Exercise requirements:
All that is needed is the first stretch of the listing below, repeated exactly and ending with the line that contains "Question. For every instance of the white breast". Pictures are to be left out.

Data to process:
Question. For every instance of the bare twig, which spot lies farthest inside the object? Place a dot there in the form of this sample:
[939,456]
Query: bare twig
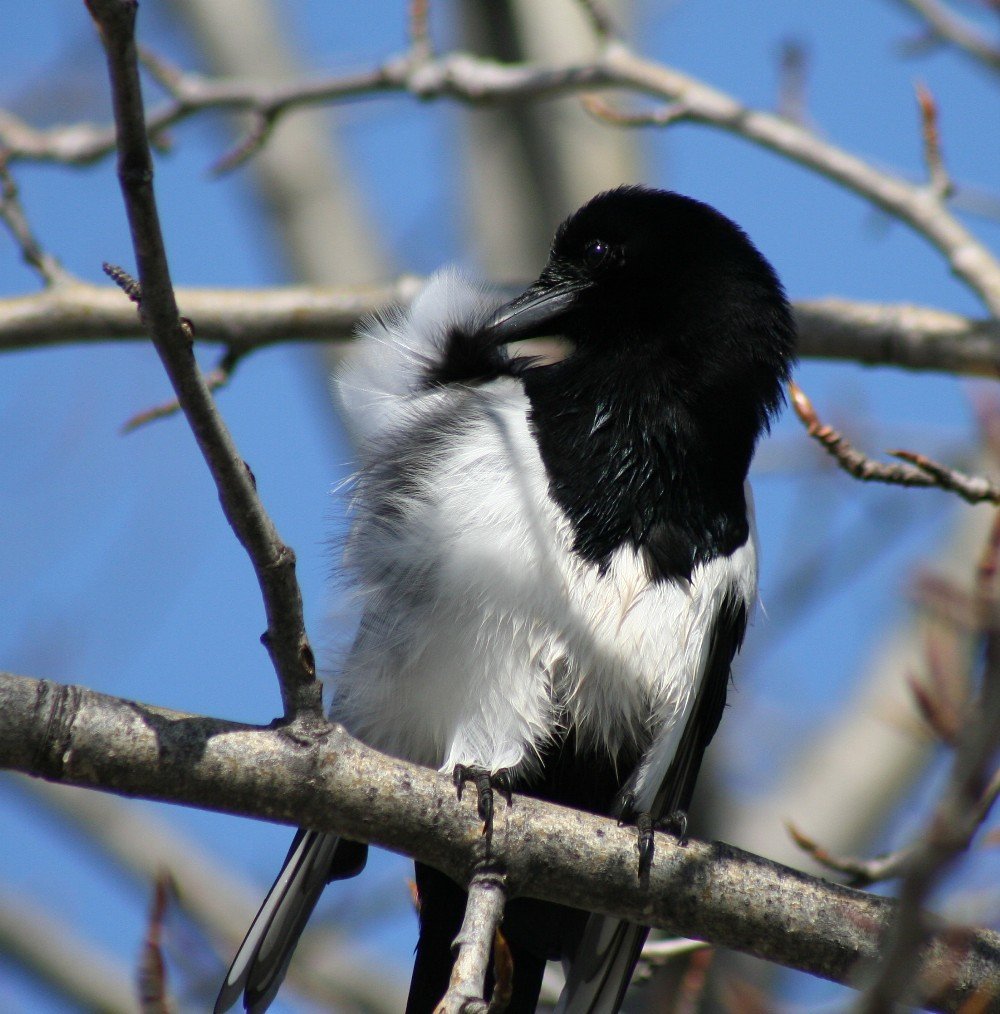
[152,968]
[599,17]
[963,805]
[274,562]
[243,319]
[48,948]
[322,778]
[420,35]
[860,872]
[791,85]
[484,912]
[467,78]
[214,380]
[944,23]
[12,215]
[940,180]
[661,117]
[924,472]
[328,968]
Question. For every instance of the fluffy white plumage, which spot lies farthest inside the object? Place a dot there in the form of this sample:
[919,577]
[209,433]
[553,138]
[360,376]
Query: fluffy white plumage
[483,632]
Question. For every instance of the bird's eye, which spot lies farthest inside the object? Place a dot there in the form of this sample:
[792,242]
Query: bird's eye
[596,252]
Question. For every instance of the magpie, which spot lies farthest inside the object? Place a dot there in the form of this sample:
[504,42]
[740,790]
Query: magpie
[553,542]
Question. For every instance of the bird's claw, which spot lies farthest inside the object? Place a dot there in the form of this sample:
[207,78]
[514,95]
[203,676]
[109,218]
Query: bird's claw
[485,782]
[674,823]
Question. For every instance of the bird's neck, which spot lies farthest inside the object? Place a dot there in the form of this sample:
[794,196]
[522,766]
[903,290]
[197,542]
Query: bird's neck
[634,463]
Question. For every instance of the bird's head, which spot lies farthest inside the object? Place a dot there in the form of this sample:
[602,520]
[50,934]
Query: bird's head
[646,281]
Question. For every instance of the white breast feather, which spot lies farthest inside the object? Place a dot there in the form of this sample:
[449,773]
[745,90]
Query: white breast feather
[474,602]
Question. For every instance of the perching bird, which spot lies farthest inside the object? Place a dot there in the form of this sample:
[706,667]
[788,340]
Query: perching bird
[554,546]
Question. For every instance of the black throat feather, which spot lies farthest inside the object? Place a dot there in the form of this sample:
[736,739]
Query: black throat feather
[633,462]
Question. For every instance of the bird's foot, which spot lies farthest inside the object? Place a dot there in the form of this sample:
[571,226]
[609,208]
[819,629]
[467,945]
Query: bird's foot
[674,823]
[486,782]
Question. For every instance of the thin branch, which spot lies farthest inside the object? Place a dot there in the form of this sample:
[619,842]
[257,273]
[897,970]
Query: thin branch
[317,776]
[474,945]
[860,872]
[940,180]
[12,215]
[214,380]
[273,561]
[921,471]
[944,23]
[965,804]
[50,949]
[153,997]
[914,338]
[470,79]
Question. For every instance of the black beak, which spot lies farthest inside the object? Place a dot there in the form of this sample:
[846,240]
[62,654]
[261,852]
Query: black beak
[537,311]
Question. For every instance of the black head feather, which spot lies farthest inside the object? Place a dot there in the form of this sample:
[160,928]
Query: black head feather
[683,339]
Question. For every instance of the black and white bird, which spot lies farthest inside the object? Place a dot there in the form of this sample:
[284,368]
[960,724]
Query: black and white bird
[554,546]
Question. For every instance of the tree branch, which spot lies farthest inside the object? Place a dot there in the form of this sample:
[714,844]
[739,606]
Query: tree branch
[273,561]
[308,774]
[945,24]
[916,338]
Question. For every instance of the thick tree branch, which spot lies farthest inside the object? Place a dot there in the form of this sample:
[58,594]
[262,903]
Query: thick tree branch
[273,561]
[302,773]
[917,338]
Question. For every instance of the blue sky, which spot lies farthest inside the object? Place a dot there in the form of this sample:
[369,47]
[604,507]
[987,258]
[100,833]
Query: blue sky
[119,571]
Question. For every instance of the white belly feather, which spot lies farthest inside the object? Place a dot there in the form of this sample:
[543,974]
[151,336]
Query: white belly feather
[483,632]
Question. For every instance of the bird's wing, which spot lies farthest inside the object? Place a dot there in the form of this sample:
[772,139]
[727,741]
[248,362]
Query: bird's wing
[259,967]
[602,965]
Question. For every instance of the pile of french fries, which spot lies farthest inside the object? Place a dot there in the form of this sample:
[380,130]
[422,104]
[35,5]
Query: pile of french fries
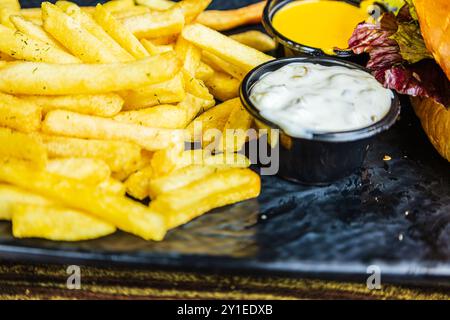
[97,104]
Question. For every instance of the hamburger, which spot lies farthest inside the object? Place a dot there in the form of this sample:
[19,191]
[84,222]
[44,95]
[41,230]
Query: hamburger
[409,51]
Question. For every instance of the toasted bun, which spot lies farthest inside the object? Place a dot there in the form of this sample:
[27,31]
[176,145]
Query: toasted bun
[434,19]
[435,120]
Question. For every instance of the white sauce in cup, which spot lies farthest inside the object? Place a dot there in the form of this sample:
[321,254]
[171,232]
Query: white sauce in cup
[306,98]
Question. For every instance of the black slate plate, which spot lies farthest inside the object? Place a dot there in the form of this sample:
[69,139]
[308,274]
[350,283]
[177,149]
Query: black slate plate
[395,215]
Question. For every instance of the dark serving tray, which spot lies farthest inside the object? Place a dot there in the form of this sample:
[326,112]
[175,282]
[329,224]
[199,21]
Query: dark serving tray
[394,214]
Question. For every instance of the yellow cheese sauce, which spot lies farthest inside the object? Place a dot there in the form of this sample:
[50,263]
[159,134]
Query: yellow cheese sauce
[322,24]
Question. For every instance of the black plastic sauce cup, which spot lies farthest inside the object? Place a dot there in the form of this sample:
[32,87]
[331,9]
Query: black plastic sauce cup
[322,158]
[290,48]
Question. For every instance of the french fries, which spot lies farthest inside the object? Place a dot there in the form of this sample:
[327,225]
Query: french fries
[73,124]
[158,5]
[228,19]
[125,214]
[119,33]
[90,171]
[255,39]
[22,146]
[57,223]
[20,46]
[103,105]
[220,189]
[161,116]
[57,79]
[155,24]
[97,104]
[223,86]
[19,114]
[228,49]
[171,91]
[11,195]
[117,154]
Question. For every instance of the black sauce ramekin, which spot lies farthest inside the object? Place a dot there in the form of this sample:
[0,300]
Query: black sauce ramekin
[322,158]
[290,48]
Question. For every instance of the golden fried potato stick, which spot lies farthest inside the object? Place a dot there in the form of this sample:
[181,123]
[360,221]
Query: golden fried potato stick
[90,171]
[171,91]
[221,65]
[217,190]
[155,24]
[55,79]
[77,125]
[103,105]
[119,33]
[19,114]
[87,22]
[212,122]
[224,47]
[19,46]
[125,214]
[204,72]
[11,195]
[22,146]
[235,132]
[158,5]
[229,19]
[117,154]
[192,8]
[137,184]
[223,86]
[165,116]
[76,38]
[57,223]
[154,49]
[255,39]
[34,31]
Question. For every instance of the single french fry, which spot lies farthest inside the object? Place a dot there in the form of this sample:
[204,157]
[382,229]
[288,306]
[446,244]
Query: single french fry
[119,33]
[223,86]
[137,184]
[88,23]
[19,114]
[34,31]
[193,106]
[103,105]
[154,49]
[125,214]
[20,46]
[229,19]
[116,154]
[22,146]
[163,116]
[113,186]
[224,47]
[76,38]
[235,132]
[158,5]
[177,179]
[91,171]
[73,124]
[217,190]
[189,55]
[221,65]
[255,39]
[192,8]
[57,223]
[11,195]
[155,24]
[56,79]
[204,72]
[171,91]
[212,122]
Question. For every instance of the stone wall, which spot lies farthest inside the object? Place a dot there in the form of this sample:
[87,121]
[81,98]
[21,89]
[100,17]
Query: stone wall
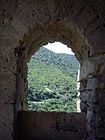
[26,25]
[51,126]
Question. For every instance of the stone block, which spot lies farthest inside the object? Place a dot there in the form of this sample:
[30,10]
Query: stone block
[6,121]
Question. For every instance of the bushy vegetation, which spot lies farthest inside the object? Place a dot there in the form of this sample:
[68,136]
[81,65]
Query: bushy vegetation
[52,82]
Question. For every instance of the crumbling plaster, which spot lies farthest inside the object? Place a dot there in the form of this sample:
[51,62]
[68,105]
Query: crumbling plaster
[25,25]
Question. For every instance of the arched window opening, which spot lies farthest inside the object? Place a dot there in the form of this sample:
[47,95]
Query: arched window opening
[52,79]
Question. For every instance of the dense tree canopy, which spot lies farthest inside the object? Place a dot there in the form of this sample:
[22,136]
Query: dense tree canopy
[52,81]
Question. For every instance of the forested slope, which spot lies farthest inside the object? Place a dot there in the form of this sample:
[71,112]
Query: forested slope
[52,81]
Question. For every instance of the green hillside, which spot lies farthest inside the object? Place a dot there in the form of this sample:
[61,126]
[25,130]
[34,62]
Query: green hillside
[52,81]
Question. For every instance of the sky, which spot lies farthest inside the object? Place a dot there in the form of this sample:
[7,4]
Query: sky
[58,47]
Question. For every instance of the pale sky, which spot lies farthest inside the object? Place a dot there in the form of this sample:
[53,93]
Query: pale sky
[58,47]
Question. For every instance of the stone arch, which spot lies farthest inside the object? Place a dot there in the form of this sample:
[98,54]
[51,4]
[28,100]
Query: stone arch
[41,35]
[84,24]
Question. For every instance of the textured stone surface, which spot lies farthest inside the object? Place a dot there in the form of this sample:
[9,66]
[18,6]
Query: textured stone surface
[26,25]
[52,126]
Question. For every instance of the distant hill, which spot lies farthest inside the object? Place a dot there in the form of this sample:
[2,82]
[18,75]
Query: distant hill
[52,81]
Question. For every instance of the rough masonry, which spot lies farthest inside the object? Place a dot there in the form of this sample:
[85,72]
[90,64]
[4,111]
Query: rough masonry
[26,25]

Final answer:
Question. For every instance of the bare twig, which spot lies farthest inside the object? Place a dot there in the form of this sample:
[939,456]
Query: bare twig
[152,968]
[599,17]
[963,805]
[274,562]
[243,319]
[48,948]
[322,778]
[420,35]
[860,872]
[791,85]
[484,912]
[467,78]
[214,380]
[944,23]
[12,215]
[940,180]
[661,117]
[924,472]
[328,968]
Question. For every instance of the fluffy white plumage, which spot lies farthest inside the object? Place a dot there in the form of this sample:
[919,577]
[209,433]
[553,138]
[360,376]
Query: fluffy white plumage
[483,632]
Question. For every instance of the bird's eye, which spot lies farthest inside the object? Place a dot there in the form of this sample:
[792,242]
Query: bird's eye
[596,252]
Question. For every instance of the magpie, which spot lies farthest inside the object? Place a dot there in the form of this sample:
[504,42]
[740,790]
Query: magpie
[553,542]
Question. For every instance of the bird's claw, which spot lies farthest inside the object? Place a dot there in the form of this sample:
[207,78]
[514,95]
[203,676]
[109,218]
Query: bird's claw
[485,782]
[674,823]
Question. For every instance of the bird's neck, which spot lies farthest inside the object? Place a dot there in the form of this sample:
[794,196]
[522,766]
[903,290]
[197,542]
Query: bird's neck
[634,463]
Question. For every instance of the bird's head, which spot lies farthest inside the object? Place a dot there in the form of this sample:
[602,520]
[50,934]
Query: bird's head
[646,281]
Question. For every instance of the white breast feather, which spot lies farthest inside the object? Place a dot there in the form of this sample:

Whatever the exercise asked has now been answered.